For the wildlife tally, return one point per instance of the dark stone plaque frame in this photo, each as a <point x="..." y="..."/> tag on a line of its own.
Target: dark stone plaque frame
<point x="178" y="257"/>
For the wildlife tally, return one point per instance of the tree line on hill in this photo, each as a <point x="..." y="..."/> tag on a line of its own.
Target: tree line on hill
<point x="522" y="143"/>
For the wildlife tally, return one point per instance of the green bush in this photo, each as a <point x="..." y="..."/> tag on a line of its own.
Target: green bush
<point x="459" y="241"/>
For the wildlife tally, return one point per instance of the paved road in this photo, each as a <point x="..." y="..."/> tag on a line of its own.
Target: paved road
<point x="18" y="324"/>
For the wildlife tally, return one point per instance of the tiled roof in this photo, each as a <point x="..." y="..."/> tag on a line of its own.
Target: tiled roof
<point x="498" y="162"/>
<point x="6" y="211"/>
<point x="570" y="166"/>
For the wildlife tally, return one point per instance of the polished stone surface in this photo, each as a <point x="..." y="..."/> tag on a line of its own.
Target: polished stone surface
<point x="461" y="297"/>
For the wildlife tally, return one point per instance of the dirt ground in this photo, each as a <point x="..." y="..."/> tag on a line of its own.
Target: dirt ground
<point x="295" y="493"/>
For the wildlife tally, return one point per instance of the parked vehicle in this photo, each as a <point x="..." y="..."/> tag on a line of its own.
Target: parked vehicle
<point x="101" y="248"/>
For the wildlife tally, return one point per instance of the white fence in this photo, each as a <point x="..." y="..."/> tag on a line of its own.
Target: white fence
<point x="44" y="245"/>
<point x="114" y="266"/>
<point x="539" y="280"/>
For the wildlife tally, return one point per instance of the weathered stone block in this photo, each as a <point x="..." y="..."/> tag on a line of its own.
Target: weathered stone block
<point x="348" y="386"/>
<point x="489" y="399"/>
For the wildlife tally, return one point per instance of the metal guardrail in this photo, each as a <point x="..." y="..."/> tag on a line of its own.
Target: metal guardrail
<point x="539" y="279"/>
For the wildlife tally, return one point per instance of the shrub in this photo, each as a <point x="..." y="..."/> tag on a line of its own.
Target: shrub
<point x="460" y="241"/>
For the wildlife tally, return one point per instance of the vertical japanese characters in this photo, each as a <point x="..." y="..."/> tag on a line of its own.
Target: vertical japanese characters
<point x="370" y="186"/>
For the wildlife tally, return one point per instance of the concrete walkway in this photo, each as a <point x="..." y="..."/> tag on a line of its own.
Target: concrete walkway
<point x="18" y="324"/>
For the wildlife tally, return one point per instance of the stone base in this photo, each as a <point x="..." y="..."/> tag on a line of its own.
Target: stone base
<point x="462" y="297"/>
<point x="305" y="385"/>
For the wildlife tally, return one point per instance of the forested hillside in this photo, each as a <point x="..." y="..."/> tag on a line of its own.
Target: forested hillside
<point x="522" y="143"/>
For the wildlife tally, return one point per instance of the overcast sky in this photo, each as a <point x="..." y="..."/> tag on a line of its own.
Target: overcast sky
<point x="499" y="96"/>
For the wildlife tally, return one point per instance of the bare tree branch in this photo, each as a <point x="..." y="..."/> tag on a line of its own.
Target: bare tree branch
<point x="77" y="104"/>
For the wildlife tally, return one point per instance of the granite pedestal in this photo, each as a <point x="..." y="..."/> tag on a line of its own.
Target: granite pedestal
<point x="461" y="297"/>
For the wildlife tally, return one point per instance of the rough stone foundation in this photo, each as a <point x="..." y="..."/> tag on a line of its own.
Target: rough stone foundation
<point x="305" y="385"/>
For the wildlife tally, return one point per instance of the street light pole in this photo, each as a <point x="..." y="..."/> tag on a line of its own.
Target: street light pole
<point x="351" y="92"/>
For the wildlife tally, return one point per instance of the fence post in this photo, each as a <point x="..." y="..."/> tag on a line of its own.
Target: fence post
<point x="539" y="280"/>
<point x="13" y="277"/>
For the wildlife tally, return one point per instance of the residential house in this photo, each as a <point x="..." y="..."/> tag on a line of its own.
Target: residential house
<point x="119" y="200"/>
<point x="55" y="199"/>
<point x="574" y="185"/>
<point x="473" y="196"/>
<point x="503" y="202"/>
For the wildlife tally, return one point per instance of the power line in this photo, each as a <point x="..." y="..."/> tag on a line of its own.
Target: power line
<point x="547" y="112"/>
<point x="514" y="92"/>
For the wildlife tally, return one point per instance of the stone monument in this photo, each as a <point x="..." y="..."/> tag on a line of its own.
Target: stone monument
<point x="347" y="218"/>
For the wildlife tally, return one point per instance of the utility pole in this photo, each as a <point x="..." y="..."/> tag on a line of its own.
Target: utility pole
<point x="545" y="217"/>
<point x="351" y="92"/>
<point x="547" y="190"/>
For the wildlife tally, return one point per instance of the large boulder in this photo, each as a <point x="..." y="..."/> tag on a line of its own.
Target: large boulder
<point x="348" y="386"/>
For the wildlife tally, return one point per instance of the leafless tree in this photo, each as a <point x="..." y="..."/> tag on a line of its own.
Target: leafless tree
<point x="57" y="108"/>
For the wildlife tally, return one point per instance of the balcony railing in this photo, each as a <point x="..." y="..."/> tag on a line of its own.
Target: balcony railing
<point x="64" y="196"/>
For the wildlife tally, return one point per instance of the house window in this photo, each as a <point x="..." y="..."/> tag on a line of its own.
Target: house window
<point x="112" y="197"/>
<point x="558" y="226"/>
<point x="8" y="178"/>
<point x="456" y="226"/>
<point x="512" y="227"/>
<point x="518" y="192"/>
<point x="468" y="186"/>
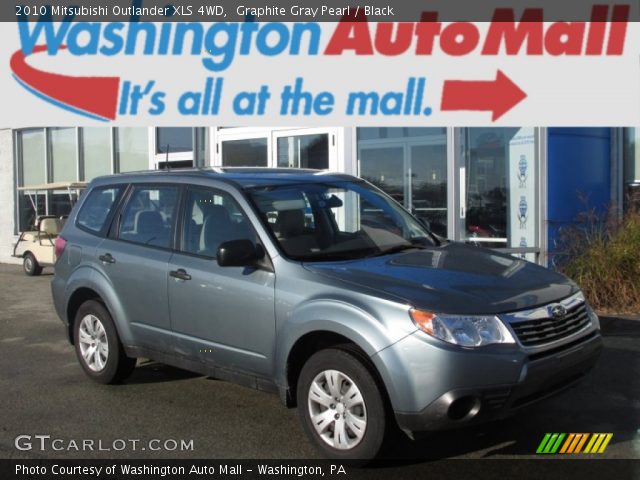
+++++
- EXERCISE OBJECTIVE -
Pick out each line of the records above that contains the word "foundation" and copy it. Case counts.

- FULL ANSWER -
For the wildlife tally, return one point per instance of the rough stone foundation in this photo, each as a <point x="..." y="..."/> tag on a line of its own.
Target: rough stone foundation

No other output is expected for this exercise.